Task — Please express the rows below as a JSON list of strings, one string per line, leaving out blank lines. Cover only the part that opens with the line containing "Target: french door" and runs through the last row, with both ends included.

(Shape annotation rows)
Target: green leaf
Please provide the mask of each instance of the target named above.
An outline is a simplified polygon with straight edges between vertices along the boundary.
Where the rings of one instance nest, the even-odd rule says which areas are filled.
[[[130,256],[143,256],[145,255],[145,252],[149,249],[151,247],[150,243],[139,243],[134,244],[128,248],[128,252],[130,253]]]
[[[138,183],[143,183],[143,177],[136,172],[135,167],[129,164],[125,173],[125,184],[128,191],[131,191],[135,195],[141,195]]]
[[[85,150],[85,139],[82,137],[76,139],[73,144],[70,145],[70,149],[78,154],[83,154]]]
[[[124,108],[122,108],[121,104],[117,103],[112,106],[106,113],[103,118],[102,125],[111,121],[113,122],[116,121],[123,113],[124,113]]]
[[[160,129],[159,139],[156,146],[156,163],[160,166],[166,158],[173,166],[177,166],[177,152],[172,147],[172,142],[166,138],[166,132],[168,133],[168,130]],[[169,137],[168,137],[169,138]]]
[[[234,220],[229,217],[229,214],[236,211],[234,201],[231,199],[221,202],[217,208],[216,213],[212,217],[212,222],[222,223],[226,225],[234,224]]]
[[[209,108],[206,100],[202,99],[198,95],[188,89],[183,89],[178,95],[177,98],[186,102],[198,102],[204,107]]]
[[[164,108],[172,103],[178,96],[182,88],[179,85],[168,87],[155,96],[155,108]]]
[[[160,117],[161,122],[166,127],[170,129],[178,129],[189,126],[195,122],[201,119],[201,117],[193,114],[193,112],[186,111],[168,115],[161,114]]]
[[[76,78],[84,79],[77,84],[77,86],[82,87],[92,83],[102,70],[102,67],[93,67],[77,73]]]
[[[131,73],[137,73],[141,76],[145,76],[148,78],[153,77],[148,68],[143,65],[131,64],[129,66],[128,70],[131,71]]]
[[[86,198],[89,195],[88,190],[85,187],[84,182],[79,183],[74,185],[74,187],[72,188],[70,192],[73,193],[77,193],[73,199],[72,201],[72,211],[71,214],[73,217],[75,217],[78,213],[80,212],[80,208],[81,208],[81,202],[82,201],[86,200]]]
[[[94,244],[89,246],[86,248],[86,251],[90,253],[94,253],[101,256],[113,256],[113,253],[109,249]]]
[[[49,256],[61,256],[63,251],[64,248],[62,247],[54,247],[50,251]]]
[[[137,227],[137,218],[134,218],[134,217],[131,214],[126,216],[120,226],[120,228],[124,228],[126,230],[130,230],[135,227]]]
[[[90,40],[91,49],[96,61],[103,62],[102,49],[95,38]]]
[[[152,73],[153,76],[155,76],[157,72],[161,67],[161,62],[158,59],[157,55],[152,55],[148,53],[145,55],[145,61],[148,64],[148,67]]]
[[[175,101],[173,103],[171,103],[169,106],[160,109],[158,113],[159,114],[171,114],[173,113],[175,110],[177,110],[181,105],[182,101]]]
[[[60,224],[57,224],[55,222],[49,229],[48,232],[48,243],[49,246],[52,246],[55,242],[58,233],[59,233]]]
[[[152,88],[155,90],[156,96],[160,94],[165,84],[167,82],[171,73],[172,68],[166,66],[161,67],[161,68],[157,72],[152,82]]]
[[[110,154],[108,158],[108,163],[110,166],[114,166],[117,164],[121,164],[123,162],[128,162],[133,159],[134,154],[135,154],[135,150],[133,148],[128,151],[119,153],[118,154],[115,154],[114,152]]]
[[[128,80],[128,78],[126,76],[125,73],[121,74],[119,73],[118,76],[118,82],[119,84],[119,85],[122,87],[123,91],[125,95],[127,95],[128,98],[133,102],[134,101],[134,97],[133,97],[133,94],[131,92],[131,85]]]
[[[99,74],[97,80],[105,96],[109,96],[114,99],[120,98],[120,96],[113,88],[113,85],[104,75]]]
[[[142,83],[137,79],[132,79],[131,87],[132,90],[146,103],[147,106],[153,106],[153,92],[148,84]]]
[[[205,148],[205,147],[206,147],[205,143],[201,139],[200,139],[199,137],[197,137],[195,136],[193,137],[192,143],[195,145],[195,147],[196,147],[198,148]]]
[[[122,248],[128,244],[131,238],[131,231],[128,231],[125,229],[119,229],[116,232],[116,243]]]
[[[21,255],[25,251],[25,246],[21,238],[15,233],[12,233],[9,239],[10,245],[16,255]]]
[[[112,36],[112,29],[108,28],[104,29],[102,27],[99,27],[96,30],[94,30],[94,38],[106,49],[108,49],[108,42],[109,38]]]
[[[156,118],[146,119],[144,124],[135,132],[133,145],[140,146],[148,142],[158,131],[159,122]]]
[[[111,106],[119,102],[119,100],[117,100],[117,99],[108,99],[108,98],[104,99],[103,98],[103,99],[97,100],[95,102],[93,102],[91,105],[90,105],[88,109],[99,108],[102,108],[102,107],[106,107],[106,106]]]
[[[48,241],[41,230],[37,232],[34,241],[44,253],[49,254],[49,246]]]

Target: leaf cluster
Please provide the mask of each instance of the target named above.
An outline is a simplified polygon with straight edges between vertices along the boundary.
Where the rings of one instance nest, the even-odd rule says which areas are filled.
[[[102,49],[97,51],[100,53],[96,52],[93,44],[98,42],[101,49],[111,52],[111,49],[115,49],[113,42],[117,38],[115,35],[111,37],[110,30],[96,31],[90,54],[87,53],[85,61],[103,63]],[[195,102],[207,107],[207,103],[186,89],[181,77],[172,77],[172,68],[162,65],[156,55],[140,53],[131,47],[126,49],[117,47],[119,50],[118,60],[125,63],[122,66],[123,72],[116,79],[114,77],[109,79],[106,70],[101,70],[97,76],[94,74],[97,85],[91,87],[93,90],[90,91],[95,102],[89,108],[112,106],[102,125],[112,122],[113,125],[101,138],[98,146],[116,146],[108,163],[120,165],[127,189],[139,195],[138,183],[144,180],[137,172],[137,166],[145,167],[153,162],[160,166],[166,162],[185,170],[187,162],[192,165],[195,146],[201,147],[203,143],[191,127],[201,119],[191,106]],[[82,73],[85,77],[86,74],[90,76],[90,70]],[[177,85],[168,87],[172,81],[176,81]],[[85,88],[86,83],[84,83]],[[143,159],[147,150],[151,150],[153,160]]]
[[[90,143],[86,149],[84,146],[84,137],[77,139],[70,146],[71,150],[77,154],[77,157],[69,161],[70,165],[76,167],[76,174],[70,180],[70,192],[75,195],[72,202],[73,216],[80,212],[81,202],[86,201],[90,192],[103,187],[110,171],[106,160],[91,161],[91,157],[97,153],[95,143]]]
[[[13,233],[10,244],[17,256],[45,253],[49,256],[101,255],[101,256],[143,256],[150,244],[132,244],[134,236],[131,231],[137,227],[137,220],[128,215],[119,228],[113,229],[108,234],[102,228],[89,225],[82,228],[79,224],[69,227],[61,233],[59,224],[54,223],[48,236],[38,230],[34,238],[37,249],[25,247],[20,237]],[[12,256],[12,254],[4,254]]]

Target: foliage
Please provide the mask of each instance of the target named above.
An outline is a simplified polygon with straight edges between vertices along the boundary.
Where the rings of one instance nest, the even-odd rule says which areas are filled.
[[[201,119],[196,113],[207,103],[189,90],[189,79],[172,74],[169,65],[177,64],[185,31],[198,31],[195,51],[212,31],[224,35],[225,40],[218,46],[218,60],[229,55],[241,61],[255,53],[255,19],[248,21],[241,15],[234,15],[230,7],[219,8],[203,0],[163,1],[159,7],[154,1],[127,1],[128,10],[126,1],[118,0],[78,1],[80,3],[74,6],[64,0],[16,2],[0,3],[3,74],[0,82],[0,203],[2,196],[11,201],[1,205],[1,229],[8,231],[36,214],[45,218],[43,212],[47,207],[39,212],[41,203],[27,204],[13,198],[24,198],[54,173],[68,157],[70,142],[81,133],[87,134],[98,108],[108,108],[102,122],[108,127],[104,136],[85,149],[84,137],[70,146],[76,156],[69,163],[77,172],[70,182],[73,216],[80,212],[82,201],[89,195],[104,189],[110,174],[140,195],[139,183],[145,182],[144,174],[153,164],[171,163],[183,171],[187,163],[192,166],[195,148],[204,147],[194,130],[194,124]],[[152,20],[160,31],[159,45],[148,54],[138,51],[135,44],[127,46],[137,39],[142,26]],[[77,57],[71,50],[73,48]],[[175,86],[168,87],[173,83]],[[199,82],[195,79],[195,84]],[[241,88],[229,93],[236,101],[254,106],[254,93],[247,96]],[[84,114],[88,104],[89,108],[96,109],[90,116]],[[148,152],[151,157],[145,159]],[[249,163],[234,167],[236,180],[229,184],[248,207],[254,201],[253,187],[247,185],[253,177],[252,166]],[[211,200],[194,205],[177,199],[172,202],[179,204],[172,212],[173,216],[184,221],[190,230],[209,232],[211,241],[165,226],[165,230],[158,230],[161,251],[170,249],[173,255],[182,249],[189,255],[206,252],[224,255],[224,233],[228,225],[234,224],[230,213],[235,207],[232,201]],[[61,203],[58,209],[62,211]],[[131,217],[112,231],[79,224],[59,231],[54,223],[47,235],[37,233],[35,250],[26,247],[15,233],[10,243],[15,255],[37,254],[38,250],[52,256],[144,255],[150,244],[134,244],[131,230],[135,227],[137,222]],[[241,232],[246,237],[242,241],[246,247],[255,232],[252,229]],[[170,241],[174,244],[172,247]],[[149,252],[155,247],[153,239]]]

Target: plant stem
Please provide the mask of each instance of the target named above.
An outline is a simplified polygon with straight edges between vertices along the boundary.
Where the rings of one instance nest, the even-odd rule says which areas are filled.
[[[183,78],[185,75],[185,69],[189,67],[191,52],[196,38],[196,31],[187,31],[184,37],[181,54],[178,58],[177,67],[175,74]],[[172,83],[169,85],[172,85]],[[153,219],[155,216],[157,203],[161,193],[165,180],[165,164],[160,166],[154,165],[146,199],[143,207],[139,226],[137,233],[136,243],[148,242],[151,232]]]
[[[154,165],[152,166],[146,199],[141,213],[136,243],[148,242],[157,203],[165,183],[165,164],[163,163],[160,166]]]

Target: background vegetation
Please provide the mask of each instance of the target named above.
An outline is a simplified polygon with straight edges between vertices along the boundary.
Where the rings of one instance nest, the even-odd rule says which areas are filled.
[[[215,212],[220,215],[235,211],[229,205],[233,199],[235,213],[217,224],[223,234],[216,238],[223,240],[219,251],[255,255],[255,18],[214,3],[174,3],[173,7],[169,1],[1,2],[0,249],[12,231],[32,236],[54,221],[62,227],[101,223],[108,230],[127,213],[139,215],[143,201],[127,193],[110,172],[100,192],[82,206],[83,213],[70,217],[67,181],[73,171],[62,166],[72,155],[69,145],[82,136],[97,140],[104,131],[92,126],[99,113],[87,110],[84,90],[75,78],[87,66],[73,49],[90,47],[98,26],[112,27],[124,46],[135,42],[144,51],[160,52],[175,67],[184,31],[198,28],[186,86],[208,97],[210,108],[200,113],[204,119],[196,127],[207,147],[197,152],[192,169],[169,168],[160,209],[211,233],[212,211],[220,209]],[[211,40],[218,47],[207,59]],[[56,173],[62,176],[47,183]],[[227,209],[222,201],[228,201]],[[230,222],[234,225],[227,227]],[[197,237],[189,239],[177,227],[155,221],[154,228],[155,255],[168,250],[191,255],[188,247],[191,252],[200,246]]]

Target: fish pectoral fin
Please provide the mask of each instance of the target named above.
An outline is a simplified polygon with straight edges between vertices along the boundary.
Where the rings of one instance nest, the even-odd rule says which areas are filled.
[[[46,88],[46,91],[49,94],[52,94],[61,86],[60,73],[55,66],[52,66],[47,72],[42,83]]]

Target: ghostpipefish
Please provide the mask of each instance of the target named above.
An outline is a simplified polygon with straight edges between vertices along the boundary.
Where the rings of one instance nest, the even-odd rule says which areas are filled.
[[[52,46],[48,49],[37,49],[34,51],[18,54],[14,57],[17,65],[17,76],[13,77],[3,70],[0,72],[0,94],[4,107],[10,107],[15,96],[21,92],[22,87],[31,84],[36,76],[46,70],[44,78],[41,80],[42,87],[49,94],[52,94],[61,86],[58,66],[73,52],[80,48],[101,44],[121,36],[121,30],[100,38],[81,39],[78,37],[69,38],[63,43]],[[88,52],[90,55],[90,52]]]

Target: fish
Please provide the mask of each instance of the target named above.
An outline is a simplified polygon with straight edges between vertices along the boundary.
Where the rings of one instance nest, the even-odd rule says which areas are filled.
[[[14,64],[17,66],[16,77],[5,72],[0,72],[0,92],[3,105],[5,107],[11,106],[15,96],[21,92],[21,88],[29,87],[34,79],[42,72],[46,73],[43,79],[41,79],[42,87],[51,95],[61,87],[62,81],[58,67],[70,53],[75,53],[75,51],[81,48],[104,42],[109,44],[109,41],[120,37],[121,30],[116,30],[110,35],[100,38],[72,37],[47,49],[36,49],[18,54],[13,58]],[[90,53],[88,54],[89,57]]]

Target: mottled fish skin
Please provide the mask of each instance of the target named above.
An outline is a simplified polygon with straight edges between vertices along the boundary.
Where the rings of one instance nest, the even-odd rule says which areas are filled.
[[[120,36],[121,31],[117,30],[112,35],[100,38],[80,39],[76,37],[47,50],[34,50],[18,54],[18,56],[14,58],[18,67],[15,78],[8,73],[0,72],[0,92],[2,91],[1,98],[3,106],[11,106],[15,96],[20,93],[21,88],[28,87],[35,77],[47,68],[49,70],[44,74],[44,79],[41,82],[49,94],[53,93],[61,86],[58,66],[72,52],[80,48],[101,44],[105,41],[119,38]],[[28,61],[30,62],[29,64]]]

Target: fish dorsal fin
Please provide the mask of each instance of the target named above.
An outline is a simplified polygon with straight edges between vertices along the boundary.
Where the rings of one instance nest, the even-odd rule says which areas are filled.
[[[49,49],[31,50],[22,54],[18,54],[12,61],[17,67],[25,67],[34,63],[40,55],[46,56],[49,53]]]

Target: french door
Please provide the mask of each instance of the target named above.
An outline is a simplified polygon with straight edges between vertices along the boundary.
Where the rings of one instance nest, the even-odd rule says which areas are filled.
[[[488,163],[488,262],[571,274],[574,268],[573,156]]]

Task solution —
[
  "Target: french door",
  "Please provide the mask of each instance of the target named above.",
  "An outline is a simplified polygon with straight edges between vertices along the boundary.",
  "Where the rings of one instance nest, the even-odd rule says which areas are filled.",
  "[[[488,163],[488,262],[571,274],[574,268],[573,156]]]"
]